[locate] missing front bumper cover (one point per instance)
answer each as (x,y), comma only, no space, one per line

--

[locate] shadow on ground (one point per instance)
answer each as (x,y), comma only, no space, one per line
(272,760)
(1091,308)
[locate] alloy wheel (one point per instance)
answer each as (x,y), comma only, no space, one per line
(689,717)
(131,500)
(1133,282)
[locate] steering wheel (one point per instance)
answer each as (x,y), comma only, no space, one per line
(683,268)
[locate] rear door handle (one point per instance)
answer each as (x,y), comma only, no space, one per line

--

List each line of the entries above that contains the string "instance".

[locate] missing front bumper cover (one point per instance)
[locate] shadow on ground (one point per instance)
[locate] alloy wheel (one point per instance)
[locate] steering wheel (one point per instance)
[locate] rear door handle (one point per instance)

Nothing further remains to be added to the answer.